But food can be seen both as a social activity and a social status indicator: peasants and merchants had access to very different groceries, and this was reflected in the dishes they consumed. According to our Tuscany guide Adrienne Kovats, Dosso Dossi’s painting “Witchcraft” (Allegory of Hercules) gives us a sample of the ingredients that were available at the time and that have entered our culinary tradition. Ruddy faces express the exaltation of the joys of life, while a woman’s naked breasts and her basket of fruits symbolically allude to abundance. In the foreground are two elements that are still typically consumed during Labor Day picnics in the countryside: fava beans in their pods and half a wheel of pecorino cheese on a plate. While this may look commonplace, aged cheese wasn’t something that peasants would consume often back then. “Farmers would normally sell the cheese they didn’t eat, so any aged cheese like pecorino was considered a delicacy, reserved primarily for the nobility, especially when combined with fruit”, explains Kovats. “In fact, there’s a saying that goes ‘Don’t let the farmer know how good his cheese goes with pears.’ In other words, if he acquires a taste for it, he might not sell it to you.”

During the Renaissance, a clear demarcation separated peasant food – or what has become to be known now as “cucina povera” – from the sophisticated cuisine of the nobles. “Farmers mostly consumed porridge-like soups, different types of breads and grains, and a lot of vegetables”, Kovats adds. She also explains how they didn’t use salt, because it was too expensive: from here derives the tradition of the Tuscan bread [which is salt-less]. The upper classes instead feasted on meats, which they liked to roast after having boiled it in a concoction of rose water, lemon, and orange juice. Many dishes that we commonly associate with French cuisine, such as the canard (duck) à l’orange come in fact from Florence, via Catherine de’ Medici.

“We could actually think of her as the first “foodie” or gourmand in history”, she says. Catherine is also credited with introducing the French to the fork. Another great example, in this regard, is Titian’s Presentation of the Virgin, located in its original site of the Scuola di Santa Maria della Carità, now Venice’s famous Accademia Gallery. While the main subject is the Virgin Mary as a child ascending the steps of the temple, possibly one of the most compelling details is to be found in the center foreground, in the shape of an old woman selling eggs. Crouched below the steps, her aged, hunched body marks a potent contrast to the small, upright golden figure of Mary above her. A basket of eggs is beside her. “Eggs of course are a symbol of fertility and renewal, and for Christians in particular a symbol of the rebirth of Jesus, so it makes sense that they are featured here”, explains our Venice guide Monica Vidoni. “But eggs are also an inexpensive, humble form of nutrition, far from the exotic fruits and game often featured in still lifes.” Not only does this painting offer a view into the everyday eating habits of the Venetians at the time, but it also tells us something about how society was organized in terms of roles and work conditions, as poor women regularly worked as egg vendors back then.

“The streets of Renaissance Venice were filled with old, often widowed women who survived by selling simple foods like eggs to their neighbours”, she explains. The eggs painted here could have come from the old woman’s own chickens – chickens were common inhabitants of the city in this period. This painting, then, can transport the viewer back to daily life in Renaissance Venice. Titian’s prominent inclusion of this modest woman in this powerful and lofty scene connects the viewer to that prosaic, daily life of regular Venetians. “By juxtaposing the young Mary on her spiritual journey to the humble woman selling simple eggs, Titian reminds the viewer of the connection between the celestial and the terrestrial, the world to come and the world of even the humblest 16th-century Venetian.”

Records provided
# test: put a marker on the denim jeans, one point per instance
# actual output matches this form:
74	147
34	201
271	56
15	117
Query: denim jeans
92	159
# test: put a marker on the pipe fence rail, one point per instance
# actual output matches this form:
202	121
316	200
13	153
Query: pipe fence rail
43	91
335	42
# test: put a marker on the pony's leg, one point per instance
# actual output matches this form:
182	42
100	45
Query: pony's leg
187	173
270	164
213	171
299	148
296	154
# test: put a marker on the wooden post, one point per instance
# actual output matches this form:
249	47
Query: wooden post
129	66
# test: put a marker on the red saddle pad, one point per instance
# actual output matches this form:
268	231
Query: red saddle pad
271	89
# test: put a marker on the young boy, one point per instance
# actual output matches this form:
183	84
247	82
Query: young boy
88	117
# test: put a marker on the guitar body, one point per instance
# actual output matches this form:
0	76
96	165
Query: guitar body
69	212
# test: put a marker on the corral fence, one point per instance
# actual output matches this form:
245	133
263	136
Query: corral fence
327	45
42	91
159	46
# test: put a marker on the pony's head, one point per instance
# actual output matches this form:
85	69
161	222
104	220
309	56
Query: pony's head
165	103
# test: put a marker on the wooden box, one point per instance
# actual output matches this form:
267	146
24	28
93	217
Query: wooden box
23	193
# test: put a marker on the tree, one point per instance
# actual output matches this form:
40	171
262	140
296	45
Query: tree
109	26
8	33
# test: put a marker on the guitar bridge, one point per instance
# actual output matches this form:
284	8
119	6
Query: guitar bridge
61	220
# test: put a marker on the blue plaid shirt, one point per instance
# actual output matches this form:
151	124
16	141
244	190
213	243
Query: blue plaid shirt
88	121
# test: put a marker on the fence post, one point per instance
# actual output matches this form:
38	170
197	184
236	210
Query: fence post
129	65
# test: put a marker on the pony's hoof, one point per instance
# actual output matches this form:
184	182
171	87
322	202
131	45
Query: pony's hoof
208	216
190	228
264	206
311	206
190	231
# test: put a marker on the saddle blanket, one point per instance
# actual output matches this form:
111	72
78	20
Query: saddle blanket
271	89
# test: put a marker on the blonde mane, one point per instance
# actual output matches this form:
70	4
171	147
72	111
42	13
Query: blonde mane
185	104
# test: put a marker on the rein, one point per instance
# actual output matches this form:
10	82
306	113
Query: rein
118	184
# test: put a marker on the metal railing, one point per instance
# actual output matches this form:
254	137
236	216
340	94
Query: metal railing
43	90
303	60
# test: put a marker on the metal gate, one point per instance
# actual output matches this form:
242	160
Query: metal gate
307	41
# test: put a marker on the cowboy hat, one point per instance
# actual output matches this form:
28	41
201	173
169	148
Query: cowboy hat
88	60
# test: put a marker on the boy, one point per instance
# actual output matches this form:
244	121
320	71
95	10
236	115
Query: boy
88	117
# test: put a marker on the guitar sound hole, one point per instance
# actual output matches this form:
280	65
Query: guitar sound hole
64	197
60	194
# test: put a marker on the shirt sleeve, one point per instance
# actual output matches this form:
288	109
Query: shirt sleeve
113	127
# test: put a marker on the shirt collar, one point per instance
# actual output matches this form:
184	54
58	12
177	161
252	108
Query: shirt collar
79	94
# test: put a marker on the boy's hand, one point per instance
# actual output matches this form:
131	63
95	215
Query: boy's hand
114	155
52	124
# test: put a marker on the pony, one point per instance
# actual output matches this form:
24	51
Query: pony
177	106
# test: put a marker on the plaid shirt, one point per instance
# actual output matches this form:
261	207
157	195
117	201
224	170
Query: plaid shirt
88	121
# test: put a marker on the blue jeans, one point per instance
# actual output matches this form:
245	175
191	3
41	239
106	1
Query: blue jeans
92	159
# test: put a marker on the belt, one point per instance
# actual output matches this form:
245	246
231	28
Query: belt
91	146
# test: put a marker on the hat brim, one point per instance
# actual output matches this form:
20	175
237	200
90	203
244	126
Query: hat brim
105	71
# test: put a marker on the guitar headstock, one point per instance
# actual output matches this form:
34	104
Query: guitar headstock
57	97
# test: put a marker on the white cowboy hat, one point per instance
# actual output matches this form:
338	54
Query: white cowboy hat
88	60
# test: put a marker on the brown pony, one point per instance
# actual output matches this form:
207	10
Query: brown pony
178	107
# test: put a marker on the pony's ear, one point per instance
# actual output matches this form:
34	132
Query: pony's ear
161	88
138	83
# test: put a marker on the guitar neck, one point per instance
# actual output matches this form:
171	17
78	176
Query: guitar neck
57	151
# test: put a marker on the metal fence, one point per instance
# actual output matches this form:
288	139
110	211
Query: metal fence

Exercise set
1 > List every ingredient that, according to the passage on Renaissance food and art, went into the concoction the upper classes boiled their meats in.
2 > In the passage on Renaissance food and art, why did farmers not use salt?
3 > Write out everything in the passage on Renaissance food and art from "During the Renaissance, a" down to "Catherine de’ Medici.".

Exercise solutions
1 > rose water, lemon, orange juice

2 > Because it was too expensive.

3 >
During the Renaissance, a clear demarcation separated peasant food – or what has become to be known now as “cucina povera” – from the sophisticated cuisine of the nobles. “Farmers mostly consumed porridge-like soups, different types of breads and grains, and a lot of vegetables”, Kovats adds. She also explains how they didn’t use salt, because it was too expensive: from here derives the tradition of the Tuscan bread [which is salt-less]. The upper classes instead feasted on meats, which they liked to roast after having boiled it in a concoction of rose water, lemon, and orange juice. Many dishes that we commonly associate with French cuisine, such as the canard (duck) à l’orange come in fact from Florence, via Catherine de’ Medici.